Task description:
What is needed is the run of lines from the one with "If you could point out the forest" through the close of the data, set down exactly.

Source records:
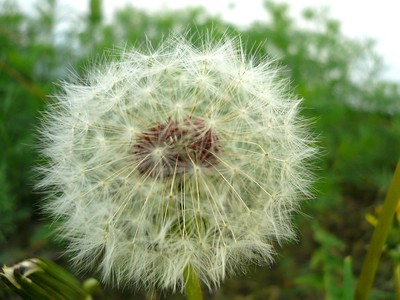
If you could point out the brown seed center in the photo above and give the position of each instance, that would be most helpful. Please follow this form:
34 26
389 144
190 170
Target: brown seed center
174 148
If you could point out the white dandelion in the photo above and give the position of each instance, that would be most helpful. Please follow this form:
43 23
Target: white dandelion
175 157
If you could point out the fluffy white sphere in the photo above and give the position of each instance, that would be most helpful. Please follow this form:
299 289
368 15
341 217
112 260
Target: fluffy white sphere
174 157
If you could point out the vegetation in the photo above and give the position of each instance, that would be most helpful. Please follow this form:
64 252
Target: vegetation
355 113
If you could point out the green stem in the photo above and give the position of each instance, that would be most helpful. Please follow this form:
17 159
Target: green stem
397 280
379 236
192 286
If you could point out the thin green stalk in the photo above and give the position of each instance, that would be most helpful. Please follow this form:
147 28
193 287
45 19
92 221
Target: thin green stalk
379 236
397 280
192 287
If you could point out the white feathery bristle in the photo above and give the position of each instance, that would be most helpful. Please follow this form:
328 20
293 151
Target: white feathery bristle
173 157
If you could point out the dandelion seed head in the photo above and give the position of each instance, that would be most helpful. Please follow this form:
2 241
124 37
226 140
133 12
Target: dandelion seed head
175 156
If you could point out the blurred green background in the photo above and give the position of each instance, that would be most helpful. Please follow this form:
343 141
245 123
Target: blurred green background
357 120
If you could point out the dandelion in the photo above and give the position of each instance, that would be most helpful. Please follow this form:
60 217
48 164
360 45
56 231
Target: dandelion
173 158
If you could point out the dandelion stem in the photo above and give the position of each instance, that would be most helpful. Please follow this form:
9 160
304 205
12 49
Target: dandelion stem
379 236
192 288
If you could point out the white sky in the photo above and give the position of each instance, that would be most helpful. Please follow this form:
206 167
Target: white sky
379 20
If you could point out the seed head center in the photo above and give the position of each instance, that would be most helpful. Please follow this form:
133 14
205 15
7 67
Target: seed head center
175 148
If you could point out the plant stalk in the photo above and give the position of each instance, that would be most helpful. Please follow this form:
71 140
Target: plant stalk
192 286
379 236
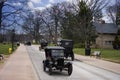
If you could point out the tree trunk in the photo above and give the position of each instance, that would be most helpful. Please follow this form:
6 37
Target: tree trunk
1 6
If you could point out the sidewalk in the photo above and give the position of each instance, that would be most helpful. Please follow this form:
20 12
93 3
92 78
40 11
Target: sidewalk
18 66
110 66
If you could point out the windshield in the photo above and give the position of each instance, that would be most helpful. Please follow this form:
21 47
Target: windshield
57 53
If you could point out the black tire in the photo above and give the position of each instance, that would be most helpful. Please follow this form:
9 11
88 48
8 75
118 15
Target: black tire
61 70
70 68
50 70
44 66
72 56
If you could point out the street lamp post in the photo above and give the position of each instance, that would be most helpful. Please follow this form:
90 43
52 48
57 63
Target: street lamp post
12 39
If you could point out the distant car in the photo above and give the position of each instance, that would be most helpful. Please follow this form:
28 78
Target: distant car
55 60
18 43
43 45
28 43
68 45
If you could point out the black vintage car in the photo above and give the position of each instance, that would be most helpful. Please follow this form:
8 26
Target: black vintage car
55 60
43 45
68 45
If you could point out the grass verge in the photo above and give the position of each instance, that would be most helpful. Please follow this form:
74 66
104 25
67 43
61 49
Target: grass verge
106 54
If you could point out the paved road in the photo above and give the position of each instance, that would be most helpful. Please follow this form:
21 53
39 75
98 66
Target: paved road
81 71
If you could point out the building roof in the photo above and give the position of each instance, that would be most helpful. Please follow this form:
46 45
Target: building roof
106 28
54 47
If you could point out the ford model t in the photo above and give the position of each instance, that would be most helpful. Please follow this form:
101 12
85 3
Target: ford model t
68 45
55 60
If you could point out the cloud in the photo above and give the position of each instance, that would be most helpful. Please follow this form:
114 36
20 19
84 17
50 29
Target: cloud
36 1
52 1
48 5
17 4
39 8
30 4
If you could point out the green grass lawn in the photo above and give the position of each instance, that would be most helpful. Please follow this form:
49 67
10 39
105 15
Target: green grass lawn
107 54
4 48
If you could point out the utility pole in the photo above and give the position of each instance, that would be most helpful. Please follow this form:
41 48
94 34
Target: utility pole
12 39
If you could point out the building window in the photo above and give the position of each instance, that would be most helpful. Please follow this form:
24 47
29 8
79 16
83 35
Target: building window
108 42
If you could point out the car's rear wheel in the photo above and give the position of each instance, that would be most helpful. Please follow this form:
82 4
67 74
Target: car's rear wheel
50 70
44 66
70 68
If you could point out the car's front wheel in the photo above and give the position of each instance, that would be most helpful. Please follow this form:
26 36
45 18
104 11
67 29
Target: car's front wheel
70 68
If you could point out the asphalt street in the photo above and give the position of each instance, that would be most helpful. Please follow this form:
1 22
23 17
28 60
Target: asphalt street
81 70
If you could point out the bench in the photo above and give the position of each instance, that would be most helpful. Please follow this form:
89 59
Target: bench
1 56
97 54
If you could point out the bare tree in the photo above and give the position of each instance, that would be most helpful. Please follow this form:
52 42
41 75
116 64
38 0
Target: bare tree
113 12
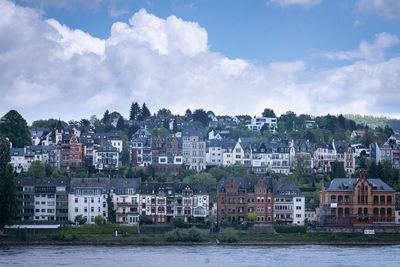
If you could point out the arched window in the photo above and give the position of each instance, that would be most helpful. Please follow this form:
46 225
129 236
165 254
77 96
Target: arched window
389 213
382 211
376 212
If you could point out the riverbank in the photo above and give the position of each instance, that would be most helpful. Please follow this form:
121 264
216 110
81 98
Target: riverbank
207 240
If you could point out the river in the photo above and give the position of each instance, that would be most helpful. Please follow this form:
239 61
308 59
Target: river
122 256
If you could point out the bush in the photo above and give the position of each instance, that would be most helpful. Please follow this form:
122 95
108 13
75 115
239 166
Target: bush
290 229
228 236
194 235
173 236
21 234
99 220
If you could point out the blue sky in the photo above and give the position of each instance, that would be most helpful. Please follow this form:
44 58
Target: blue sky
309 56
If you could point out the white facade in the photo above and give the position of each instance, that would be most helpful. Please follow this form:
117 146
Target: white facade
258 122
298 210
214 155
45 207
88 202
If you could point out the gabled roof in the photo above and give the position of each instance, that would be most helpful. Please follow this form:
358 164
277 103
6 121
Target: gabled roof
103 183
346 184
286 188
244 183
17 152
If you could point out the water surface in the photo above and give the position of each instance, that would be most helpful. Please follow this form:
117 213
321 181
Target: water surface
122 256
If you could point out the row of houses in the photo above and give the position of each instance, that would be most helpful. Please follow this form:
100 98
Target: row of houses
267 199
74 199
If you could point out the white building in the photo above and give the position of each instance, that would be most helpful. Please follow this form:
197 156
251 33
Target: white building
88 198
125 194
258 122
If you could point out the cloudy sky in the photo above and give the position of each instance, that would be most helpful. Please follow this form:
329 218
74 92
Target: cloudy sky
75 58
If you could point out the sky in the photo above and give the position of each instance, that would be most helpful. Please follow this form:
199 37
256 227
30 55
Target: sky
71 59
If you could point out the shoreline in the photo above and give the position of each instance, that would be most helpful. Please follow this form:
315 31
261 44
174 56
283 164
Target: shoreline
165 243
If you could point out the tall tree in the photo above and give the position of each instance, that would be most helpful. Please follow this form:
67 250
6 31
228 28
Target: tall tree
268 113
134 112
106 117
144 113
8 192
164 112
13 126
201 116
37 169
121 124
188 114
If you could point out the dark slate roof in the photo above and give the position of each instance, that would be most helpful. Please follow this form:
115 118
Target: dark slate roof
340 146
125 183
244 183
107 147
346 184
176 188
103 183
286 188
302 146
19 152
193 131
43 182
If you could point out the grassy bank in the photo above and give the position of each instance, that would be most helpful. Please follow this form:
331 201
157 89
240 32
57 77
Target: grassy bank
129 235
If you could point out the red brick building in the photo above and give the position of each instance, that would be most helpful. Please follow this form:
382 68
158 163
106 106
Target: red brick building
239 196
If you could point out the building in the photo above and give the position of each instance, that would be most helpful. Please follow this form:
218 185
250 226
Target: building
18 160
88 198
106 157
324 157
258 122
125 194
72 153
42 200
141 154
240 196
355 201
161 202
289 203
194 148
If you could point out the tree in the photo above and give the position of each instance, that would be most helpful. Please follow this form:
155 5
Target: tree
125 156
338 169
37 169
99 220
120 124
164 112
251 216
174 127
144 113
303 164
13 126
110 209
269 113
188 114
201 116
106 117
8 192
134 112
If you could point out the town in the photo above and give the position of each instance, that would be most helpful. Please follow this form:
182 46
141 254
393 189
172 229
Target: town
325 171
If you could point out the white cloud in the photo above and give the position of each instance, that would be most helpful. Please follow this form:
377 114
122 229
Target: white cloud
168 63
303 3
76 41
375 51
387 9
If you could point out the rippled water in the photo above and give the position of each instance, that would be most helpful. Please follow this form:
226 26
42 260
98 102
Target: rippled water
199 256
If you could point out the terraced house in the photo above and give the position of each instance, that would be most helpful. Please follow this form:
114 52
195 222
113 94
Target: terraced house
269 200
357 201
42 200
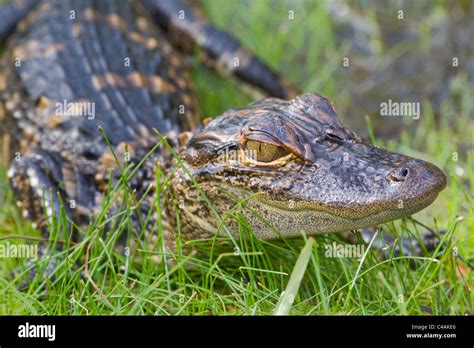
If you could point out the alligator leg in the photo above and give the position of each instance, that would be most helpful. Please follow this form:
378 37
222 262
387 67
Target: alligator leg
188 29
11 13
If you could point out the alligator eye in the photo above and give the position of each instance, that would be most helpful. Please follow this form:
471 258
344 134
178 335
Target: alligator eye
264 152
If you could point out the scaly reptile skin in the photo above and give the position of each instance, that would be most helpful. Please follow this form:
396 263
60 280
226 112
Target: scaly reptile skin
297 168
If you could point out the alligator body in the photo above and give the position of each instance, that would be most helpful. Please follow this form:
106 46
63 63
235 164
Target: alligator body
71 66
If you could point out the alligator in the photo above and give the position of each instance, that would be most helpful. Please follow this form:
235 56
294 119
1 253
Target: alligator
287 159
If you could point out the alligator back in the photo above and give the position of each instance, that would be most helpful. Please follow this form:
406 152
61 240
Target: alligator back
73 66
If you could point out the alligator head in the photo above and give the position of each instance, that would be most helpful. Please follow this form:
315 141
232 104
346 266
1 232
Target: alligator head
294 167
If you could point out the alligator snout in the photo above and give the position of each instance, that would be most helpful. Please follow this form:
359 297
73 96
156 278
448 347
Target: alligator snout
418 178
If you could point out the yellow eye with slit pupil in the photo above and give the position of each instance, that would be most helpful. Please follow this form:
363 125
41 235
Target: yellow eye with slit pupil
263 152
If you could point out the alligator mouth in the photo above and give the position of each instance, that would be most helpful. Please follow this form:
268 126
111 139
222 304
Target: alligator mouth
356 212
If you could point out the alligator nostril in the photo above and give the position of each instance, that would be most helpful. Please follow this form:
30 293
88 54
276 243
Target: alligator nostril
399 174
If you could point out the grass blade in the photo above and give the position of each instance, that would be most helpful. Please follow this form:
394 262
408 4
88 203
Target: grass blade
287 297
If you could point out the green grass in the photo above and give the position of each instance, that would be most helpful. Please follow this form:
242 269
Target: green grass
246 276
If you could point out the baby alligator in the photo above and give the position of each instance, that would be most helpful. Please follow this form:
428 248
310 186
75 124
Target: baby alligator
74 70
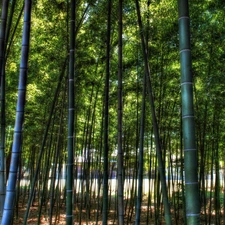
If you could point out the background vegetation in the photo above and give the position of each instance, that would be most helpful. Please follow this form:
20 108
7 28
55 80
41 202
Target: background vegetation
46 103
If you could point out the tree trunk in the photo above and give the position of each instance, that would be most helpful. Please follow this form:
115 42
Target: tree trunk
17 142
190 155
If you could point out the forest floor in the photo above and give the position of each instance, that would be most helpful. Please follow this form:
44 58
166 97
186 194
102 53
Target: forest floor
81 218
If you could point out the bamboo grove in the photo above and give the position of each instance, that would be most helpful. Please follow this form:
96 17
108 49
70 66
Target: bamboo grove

Finished answer:
If you could point out the forest floor in the photo above and give the position of each instance, that would be most helpful. Please follow this form:
44 58
166 97
186 194
102 53
Target: forest floor
81 218
If you could point out the bamboo grove in the photo above and give the position of each instance, that would be most helpful. Please follow this form:
96 17
108 49
70 66
Target: bamboo grove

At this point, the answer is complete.